■ **Your task**:
Can you quote exactly the stretch of lines from the one with "on the woman's" through the final line of the material, both ends included?
********
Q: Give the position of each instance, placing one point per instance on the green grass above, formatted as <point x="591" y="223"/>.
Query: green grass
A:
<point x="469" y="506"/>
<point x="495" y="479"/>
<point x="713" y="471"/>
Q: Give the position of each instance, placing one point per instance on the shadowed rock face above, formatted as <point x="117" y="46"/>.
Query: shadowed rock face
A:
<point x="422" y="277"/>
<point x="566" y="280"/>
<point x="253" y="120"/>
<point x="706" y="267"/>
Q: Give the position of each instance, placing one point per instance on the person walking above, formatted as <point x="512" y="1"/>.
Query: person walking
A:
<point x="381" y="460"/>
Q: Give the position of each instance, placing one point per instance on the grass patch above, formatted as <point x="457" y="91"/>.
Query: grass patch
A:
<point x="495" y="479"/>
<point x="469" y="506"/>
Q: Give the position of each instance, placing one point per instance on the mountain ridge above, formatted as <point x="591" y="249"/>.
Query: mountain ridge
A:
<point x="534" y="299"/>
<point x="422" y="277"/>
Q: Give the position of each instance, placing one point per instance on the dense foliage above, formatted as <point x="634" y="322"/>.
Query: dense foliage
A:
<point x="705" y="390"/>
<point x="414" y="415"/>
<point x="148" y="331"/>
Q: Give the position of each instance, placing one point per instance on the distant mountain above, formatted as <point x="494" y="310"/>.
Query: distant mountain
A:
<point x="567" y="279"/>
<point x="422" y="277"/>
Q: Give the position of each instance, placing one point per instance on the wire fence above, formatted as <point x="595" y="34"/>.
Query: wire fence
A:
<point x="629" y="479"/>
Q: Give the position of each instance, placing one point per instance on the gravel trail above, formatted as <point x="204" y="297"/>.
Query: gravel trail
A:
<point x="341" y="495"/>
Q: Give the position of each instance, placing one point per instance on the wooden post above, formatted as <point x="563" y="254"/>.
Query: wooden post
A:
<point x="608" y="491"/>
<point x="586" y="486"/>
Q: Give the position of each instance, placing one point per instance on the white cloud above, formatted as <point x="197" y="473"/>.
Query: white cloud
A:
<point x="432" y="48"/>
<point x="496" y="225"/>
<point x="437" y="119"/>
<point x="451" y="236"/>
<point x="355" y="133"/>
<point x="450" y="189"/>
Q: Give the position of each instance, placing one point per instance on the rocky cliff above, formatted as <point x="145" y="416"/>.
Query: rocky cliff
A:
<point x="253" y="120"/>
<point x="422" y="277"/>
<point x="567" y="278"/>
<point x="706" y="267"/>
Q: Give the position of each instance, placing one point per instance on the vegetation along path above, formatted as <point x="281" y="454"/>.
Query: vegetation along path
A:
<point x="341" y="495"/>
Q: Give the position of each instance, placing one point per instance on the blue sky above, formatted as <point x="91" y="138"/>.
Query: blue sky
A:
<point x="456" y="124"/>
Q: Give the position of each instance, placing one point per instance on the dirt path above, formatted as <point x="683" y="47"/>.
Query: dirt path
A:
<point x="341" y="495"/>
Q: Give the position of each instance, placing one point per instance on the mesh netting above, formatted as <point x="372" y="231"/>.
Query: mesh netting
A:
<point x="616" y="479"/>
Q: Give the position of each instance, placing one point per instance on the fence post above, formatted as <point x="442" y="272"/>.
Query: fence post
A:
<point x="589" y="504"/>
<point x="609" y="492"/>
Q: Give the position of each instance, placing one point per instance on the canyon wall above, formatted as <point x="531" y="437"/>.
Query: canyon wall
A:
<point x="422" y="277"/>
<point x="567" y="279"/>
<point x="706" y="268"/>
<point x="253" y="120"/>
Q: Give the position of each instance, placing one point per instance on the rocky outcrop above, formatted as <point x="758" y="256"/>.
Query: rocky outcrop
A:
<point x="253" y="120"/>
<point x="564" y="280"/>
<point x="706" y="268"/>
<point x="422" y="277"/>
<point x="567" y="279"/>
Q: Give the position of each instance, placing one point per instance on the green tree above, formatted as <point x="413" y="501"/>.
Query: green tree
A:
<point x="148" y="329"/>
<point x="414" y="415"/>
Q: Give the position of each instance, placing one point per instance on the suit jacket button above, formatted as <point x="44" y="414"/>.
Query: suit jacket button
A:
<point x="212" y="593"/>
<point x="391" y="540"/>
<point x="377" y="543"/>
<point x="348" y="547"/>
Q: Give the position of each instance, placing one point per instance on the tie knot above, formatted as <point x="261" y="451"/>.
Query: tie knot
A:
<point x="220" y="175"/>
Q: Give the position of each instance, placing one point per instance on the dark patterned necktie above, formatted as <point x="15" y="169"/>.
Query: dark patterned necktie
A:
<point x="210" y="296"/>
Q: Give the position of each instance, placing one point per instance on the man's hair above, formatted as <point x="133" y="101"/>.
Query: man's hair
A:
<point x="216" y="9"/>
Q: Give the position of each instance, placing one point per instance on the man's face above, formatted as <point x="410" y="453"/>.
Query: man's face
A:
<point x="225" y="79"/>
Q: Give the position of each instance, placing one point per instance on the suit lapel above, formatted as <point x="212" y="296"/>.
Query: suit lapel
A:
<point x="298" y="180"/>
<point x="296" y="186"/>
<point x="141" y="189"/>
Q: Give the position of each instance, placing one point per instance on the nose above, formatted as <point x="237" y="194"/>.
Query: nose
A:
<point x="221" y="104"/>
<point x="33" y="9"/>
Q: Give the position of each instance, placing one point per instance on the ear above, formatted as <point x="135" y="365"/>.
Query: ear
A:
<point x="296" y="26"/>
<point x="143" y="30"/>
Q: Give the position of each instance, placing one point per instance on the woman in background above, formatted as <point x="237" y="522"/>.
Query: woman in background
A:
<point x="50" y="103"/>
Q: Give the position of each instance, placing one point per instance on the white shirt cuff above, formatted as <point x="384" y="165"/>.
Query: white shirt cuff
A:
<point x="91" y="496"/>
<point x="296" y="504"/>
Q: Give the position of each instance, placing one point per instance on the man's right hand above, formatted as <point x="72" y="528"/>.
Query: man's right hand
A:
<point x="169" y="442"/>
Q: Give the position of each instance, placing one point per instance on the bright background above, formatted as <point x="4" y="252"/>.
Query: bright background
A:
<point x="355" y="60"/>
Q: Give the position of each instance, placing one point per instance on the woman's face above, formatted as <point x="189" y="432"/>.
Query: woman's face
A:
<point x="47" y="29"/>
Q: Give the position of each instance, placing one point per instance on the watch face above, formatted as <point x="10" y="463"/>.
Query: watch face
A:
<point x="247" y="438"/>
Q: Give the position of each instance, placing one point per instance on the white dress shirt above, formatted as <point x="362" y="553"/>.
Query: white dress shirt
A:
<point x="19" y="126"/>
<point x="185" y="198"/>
********
■ **Complete response**:
Q: Give the position of each instance, placing one point per instance on the woman's face above, formatted as <point x="189" y="432"/>.
Query: woman's face
A:
<point x="47" y="29"/>
Q: Give the position of each instance, placing one point per instance on the watch face above, formatted as <point x="10" y="463"/>.
Query: watch face
A:
<point x="247" y="438"/>
Q: Give the position of each instance, placing one point per instance on the white dress shirt above, formatted as <point x="362" y="553"/>.
Query: white dress shirt
A:
<point x="19" y="126"/>
<point x="185" y="198"/>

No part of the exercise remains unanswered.